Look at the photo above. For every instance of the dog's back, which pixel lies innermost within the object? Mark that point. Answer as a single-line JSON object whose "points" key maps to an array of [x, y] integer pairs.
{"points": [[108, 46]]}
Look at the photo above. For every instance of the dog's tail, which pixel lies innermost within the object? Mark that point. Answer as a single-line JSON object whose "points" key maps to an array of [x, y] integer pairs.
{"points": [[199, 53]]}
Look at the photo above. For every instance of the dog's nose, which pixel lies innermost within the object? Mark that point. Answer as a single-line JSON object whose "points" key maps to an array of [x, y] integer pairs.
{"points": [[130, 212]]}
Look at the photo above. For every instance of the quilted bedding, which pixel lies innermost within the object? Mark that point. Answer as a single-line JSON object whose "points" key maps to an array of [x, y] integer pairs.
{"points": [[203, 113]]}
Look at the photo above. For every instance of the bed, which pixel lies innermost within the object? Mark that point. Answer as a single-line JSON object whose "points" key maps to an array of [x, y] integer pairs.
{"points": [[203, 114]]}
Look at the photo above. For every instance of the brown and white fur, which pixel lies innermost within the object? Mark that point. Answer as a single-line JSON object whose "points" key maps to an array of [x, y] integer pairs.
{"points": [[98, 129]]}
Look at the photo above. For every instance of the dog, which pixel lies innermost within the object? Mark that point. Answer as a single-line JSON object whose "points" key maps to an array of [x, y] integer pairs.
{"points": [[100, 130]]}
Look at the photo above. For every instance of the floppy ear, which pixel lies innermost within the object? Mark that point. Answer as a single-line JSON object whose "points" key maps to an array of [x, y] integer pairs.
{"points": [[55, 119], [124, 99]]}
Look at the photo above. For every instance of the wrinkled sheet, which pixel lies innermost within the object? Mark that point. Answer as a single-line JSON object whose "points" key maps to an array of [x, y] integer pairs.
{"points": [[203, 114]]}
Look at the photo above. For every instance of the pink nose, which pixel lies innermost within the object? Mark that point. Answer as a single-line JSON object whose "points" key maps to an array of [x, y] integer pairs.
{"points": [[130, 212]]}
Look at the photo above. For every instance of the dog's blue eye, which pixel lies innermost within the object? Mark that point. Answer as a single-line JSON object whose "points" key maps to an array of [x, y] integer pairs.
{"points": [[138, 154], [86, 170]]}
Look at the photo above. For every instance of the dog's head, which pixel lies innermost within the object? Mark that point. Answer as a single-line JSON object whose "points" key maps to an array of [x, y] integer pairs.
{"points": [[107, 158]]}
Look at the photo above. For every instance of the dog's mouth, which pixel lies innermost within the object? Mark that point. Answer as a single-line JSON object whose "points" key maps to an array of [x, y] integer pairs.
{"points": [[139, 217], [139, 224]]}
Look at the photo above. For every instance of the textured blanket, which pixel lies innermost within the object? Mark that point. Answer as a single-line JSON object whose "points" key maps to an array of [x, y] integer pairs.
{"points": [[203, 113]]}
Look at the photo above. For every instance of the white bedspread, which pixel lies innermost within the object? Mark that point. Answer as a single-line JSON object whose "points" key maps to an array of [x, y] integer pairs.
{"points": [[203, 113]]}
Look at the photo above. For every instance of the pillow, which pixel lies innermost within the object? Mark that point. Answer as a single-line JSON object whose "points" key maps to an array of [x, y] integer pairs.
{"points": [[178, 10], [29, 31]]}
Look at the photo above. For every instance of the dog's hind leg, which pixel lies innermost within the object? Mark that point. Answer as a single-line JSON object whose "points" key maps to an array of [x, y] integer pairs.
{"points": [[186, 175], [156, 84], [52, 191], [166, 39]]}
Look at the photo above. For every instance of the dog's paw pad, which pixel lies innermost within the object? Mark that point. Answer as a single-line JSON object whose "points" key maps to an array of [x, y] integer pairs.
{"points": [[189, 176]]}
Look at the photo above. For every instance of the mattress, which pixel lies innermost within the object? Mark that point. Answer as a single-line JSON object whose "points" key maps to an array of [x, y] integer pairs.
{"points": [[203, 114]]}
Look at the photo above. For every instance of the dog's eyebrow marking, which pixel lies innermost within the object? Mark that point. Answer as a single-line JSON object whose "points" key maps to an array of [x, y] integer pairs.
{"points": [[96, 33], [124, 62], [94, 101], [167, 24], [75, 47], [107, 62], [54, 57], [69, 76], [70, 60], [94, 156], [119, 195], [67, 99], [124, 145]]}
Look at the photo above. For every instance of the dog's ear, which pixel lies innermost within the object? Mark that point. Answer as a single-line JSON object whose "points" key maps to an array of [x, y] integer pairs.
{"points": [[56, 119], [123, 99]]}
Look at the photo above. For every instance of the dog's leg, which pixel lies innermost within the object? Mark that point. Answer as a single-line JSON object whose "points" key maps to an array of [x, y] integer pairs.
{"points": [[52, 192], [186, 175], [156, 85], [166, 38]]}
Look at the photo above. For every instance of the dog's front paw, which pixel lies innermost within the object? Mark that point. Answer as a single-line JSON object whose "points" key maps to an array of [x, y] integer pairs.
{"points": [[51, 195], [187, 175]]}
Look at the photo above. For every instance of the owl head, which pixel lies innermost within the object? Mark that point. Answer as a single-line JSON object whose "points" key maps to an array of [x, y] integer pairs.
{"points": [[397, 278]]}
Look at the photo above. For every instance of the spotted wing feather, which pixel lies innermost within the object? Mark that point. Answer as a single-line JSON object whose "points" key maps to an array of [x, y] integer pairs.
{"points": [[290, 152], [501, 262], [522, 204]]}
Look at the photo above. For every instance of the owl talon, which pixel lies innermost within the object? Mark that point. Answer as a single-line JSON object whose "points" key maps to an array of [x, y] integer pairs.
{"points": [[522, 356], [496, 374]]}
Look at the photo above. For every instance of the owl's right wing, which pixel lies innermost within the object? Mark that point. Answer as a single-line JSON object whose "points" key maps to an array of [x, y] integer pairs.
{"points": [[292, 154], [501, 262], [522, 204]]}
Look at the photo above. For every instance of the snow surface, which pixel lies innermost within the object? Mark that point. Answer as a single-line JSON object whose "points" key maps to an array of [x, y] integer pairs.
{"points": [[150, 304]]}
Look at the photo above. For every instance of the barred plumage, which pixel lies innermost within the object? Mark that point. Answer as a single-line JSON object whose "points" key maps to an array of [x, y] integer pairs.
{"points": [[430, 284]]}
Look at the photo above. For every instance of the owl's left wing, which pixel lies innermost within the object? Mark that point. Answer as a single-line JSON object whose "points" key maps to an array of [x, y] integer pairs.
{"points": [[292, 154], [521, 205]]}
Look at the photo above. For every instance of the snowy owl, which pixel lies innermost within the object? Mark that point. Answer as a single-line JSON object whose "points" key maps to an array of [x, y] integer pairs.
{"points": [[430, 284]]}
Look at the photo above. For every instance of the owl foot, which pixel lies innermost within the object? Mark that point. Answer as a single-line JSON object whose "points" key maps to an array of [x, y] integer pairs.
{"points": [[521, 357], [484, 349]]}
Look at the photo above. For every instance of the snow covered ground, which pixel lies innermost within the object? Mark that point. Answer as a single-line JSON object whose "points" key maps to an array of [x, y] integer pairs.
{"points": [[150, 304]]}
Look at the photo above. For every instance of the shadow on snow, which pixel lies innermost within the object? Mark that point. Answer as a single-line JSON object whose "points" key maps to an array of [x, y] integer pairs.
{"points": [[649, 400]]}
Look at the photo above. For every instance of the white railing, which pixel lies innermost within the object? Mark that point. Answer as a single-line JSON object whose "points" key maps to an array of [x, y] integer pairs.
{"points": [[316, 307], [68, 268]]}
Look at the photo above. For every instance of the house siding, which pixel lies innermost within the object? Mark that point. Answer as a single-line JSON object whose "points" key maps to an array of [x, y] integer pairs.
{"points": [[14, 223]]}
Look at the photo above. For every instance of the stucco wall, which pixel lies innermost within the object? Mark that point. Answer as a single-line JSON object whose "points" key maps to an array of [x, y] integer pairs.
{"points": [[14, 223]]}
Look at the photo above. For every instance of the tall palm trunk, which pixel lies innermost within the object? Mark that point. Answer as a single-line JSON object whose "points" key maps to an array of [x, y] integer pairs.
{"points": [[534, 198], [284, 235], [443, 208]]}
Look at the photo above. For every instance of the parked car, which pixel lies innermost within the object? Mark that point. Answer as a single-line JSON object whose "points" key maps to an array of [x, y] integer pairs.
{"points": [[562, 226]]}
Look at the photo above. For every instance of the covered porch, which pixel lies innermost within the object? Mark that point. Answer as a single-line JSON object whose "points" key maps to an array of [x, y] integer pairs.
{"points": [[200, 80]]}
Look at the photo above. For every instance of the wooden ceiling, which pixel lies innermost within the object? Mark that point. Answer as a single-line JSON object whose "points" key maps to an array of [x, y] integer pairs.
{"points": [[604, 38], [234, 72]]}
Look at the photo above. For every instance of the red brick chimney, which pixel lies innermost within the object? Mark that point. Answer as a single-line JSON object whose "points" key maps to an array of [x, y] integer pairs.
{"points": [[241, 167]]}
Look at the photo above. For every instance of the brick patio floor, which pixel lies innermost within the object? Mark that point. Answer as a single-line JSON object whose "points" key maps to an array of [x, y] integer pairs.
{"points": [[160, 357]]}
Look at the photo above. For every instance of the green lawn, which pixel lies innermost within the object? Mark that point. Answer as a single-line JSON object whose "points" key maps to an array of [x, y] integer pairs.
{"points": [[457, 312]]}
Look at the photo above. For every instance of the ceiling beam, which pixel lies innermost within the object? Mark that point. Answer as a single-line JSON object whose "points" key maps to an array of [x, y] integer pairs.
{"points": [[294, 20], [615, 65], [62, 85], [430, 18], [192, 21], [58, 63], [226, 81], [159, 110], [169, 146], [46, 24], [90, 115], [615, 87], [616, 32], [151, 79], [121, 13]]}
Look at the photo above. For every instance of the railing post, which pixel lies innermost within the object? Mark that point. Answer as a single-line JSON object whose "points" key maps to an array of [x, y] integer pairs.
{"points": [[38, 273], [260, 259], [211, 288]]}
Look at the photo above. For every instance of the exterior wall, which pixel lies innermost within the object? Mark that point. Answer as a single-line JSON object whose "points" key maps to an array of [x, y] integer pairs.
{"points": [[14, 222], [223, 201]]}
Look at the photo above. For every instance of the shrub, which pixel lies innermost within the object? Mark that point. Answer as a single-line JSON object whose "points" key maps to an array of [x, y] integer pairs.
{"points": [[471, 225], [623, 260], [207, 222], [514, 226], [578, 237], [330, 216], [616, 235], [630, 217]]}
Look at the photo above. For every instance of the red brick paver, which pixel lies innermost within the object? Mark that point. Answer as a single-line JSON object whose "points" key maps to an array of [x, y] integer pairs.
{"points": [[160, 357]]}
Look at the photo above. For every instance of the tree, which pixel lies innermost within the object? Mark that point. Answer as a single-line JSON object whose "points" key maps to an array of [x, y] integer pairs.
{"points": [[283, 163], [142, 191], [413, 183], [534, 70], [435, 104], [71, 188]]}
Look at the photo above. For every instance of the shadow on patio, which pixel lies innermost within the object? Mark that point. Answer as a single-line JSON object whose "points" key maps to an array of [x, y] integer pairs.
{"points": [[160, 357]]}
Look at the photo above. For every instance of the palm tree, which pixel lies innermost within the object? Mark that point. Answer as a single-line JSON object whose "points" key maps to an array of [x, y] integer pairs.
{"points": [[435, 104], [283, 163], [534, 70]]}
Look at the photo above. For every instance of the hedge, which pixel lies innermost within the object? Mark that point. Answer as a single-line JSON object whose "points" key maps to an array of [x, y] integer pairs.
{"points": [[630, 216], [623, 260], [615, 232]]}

--

Could you write out, unchanged, the line with "Look at the photo above. For every instance of the palm" and every line after it in the data above?

ANSWER BOX:
Look at the photo above. For every instance of the palm tree, which pixel lies innermost within the object? Mark that point. Answer as a single-line JSON object whose "points" key maps to an array of [x, y] integer pairs.
{"points": [[435, 104], [283, 163], [534, 70]]}
Look at the photo above. For every instance of the hedge, which pixel lies innermost within the object? Mark that point. Answer as a single-line JSON object whose "points" key maps to an array of [x, y] integer pairs.
{"points": [[630, 216], [623, 260], [615, 232]]}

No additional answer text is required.